%%

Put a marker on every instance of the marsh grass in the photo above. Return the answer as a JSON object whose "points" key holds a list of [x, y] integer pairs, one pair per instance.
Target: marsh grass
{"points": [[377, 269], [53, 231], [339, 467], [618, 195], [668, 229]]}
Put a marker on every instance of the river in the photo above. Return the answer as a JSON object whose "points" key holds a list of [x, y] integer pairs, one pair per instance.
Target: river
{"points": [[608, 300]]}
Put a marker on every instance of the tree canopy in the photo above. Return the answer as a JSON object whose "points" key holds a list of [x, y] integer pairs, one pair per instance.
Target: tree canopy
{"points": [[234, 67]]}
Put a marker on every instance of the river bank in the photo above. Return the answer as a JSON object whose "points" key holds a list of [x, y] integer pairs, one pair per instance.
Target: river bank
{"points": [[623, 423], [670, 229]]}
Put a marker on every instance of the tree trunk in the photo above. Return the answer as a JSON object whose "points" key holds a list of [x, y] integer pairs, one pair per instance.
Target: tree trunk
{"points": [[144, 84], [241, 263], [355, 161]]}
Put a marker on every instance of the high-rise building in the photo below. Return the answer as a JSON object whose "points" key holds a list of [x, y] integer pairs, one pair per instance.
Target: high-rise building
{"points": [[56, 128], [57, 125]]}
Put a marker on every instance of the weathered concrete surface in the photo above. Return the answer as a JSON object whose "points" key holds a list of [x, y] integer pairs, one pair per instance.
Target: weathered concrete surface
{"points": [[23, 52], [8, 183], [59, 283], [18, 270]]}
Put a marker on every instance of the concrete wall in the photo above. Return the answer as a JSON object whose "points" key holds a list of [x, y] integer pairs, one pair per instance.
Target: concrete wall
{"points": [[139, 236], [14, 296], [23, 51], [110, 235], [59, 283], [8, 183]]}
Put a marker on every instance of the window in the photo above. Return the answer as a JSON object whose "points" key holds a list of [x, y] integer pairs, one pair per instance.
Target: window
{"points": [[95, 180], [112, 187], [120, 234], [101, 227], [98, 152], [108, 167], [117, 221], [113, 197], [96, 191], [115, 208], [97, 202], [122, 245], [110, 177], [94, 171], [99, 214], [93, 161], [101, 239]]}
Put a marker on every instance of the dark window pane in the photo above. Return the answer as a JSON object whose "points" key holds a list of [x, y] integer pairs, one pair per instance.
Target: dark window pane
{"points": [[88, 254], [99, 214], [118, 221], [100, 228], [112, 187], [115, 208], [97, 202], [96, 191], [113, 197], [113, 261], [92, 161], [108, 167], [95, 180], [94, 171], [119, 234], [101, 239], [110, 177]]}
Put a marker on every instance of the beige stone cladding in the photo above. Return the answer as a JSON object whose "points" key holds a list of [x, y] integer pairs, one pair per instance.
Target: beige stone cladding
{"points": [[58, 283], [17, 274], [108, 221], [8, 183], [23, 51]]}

%%

_WORK TASK_
Every line above from the line with "Target: weathered concrete surface" to the line with "Put a marker on every instance of the dark", inclusive, must be returned exactly; no other line belongs in the reply.

_PROBLEM SOLUTION_
Target: weathered concrete surface
{"points": [[23, 52], [8, 183], [59, 283], [18, 270]]}
Put a marker on every instance of the concrete wall in the photo above. Return the answer as a JSON object whose "points" key holds a list of [x, y] integer pairs, one pair per instance.
Target: concrete wall
{"points": [[139, 236], [14, 296], [23, 51], [110, 235], [59, 283], [8, 183]]}
Put a marker on every instance of the window in the photo above. Return the answer as a JSON object whose "points" key holds a list of [x, y] integer pairs, one pair per instance.
Target: window
{"points": [[95, 180], [112, 187], [120, 234], [101, 227], [98, 152], [108, 167], [117, 221], [113, 197], [96, 191], [115, 208], [97, 202], [122, 245], [110, 177], [94, 171], [99, 214], [93, 161], [101, 239]]}
Put a marker on every instance of the dark window pane in the photo above. Return the answer as a JSON object whose "points" key holds a list of [x, y] integer pairs, one pair per instance.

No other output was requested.